Extracted text:
━━━━━━
LONG before the recession, I emphatically disagreed with publicans who asserted that imbibers don't care if a watering hole charges more than its competitors for suds and firewater if they like its ambience and service. And I disagree even more firmly now. Whether or not elbow-benders have money to burn, they tend to go to the cheaper establishment (unless it has nothing going for it except the lower price). I've seen many an oasis close because they charged too much. Saloonkeeps would do well to keep it in mind.
KG (the King's Group) has a problem. If it turns the Love Boat (ground floor of the Bat Boat, Patpong 2) into a beer bar, it will only be competing with its own neighbouring beer bar - King's Garden. Yet what option does it have? Perhaps a Brauhaus with a micro-brewery ought to be considered...
FYI (for your information). The Go-Go girls at Safari Bar no longer wear pasties, but those at King's Camelot Bar (both on Patpong Road) do.
CONDUCTOR Sir Thomas Beecham said it: "I prefer Offenbach to Bach often."
A farang was chased and set upon by a local dog pack at Nana Entertainment Plaza the other night. What was that all about, I wonder?
DESPITE the recent extension it is still SRO (standing room only) at the disco at the Nana Hotel, (opposite NEP), run by Rick S., in the wee hours.
IF a train station is where a train stops, then what is a work station?
ACCORDING to L.M. Boyd, "Oreo" means "mountain" in Greek. Oreo cookies were so named because the first of them in 1902 were shaped like cones.
YOU know it's going to be a bad day when the fortune teller offers to refund your money.
AN oxymoron. Butt head.
IT'S that time of year when I ask for colourful calendars to paper my walls - airline, ship company, travel agency, girlie, nature et al. If you have 1998 extras please send them to me at the Bangkok Post,136 Na Ranong Road, Klong Toey, Bangkok, Thailand.
A feminist's aphorism. Women who seek to be equal to men lack ambition.
IT'S IN Old Wives' Tales by Sue Castle: "Don't go swimming right after eating; you'll get cramps and drown - Not True! If there is one rule that has caused more childhood misery than this one, I can't imagine what it would be.
"The reasoning given by parents went something like this: The blood supply the muscles would normally use for swimming is needed to digest the food. Therefore, the resulting lack of oxygen would increase the tendency for muscles to cramp.
━━━━━━
Available data:
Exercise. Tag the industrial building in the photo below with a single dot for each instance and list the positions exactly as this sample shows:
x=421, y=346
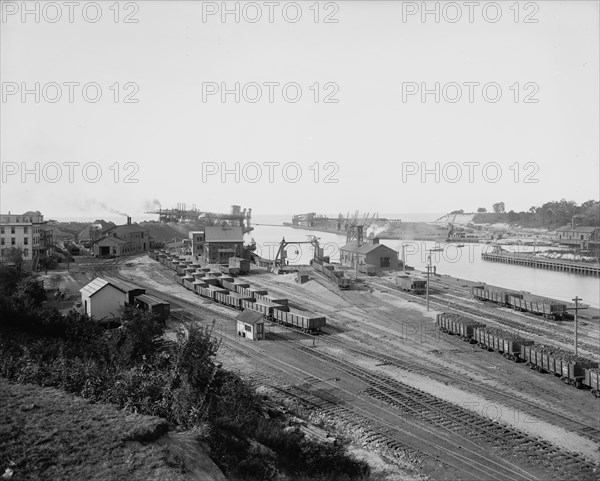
━━━━━━
Task requirements:
Can you carry on the Bangkok nightlife column from the point where it stops?

Response:
"According to Bev Hoover, Health and Safety Specialist at the national office of the American Red Cross, cramps can and do occur while swimming. But they have little or nothing to do with how soon after eating you take the plunge.
"They occur, for the most part, in one of your muscles: either in your arm or your calf. These cramps can be caused by fatigue, cold, overexertion, or simply by being out of shape.
"Stomach cramps, which are better defined as abdominal or gastrointestinal cramps, can result from the same factors. More likely, they can be attributed to overeating, or eating food that may have spoiled from the heat. But these cramps will appear whether or not you go swimming.
"The important thing to know is what to do when you get a cramp. The Red Cross says: Just relax, do not become panicky or alarmed. Reassure yourself that your buoyancy hasn't changed, and you are still floating. Often just changing your swimming stroke will relieve the cramp.
"Or float while massaging the muscle. If it's a foot cramp and you're in deep water, take a deep breath, roll face down, extend your leg and flex it, and reach down and massage the muscle.
"Often an intestinal cramp will pass in a few moments, especially if you don't get anxious. If it doesn't pass, then get out of the water as soon as possible, again without panic.
"Whenever you're at the beach or pool, remember the American Red Cross' 'dangerous toos' - too tired, too cold, too far from safety, too much sun, and too much hard playing. But going swimming 'too soon' after eating isn't included.
"If your kids, or you for that matter, want to plunge into the water right after a hot, sticky lunch, it's fine. Let's finally leave this Old Wives' Tale high and dry on the beach."